◆ PROBLEM DESCRIPTION:
From the text on criminalization below, list every self-imposed curtailment of liberty it names.

◆ SOURCE:
---------------
The excessive criminalization has led to permanent stigma attached with these communities, leading to denial of employment opportunities. A person would be picked up overnight, spend a night in jail and now will have a criminal record leading to denial of job opportunities. And this means very real economic and social harm for an already marginalized group. Similar cases have also come up for children, who are being put in observation homes for smallest of things, and thus ruining their chances of continued education and a better future.

The tag of criminalization also leads to extensive surveillance. We've had people from these communities tell us that because they've spent X number of months in jail on very petty offences, say like alcohol possession or gambling on smaller loads, when they come back, they know that there is mukhbir or physical police surveillance. They tell us that they're scared to step out to even have a cup of tea with their friends at the local tea store. There is a very explicit sort of curtailment of liberties that comes with respect to, being wrongfully incarcerated, or spending time in prison even as an undertrial. But second level, there is also self-censorship that cannot be separated from state surveillance or state criminalization. Avoiding certain foods, avoiding certain kinds of public spaces, avoiding certain kinds of activities altogether- these are all self-imposed curtailments of one's liberties only because one is afraid of being targeted by the police or picked up as a result of police arbitrariness. Entire communities, not just the individual targeted suffer harm and live in permanent state of fear.
---------------
◆ DATASET:
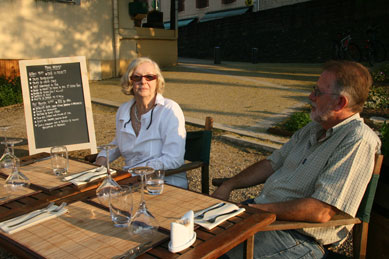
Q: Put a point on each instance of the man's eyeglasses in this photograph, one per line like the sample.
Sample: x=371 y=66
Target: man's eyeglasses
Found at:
x=138 y=78
x=316 y=92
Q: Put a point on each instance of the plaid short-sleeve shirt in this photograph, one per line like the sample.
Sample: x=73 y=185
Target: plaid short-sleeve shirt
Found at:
x=335 y=169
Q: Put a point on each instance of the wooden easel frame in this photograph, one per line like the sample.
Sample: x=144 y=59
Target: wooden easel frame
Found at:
x=23 y=64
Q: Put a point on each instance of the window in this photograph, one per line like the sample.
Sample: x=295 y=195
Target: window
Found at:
x=181 y=5
x=202 y=3
x=228 y=1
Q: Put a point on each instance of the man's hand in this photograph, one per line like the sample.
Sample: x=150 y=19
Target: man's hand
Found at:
x=101 y=160
x=222 y=192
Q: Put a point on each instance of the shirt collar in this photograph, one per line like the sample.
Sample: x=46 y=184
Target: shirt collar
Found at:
x=125 y=115
x=318 y=130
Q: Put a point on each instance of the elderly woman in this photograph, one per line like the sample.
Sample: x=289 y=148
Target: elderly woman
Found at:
x=149 y=126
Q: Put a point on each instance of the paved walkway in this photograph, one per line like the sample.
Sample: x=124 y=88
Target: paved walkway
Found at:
x=243 y=98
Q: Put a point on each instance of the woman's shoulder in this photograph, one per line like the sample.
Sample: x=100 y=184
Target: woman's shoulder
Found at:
x=170 y=104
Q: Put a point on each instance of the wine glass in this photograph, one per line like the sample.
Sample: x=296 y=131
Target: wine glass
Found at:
x=8 y=156
x=16 y=181
x=104 y=189
x=4 y=160
x=120 y=205
x=143 y=225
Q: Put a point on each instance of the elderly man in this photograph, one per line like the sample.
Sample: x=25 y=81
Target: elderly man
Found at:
x=323 y=169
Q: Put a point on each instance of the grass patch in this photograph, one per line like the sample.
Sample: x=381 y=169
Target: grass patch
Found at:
x=10 y=91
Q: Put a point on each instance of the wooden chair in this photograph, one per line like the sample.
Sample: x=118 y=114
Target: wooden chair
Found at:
x=197 y=153
x=361 y=221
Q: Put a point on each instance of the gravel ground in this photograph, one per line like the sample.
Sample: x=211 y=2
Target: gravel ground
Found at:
x=226 y=159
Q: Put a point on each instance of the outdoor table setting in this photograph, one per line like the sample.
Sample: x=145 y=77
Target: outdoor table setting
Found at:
x=118 y=217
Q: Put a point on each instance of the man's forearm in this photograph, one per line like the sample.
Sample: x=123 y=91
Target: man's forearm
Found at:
x=307 y=209
x=252 y=175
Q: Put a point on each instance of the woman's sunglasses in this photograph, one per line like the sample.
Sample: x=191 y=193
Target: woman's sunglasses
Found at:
x=138 y=78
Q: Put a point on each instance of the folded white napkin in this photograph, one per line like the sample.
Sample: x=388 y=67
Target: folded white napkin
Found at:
x=229 y=208
x=30 y=219
x=88 y=176
x=182 y=233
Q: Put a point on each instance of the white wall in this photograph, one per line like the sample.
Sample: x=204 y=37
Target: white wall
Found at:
x=33 y=29
x=216 y=5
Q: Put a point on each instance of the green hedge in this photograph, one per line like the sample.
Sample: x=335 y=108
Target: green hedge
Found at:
x=10 y=91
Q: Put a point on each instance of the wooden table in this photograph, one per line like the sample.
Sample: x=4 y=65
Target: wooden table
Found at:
x=93 y=226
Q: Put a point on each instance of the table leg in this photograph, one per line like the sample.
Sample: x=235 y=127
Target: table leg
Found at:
x=249 y=248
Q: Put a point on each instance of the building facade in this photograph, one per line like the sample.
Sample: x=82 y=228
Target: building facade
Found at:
x=197 y=9
x=101 y=30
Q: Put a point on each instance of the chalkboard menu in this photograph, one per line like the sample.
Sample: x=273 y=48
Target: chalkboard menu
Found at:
x=57 y=104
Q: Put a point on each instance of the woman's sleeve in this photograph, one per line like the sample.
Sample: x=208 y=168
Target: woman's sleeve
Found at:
x=115 y=152
x=173 y=138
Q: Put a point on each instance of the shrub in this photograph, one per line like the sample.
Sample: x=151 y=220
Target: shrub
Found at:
x=378 y=98
x=381 y=74
x=297 y=121
x=10 y=91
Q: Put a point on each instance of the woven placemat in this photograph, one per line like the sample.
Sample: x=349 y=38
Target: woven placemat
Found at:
x=84 y=232
x=42 y=176
x=172 y=204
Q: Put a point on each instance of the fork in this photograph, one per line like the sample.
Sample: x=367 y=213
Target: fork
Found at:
x=48 y=209
x=98 y=169
x=212 y=220
x=201 y=216
x=94 y=176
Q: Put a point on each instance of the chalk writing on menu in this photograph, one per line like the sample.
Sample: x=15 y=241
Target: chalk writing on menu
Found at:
x=57 y=104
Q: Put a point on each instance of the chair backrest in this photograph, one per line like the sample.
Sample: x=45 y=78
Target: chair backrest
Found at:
x=364 y=209
x=198 y=146
x=198 y=143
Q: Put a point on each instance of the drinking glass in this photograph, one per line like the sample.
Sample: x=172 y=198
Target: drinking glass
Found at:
x=59 y=160
x=16 y=181
x=121 y=205
x=103 y=190
x=155 y=180
x=4 y=158
x=143 y=225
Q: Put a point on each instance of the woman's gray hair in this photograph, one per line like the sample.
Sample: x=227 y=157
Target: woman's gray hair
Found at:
x=127 y=83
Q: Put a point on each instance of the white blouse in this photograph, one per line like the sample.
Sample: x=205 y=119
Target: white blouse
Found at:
x=161 y=137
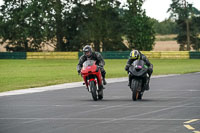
---------------
◆ SOLVED PROBLEM:
- Avoiding certain foods
- Avoiding certain kinds of public spaces
- Avoiding certain kinds of activities altogether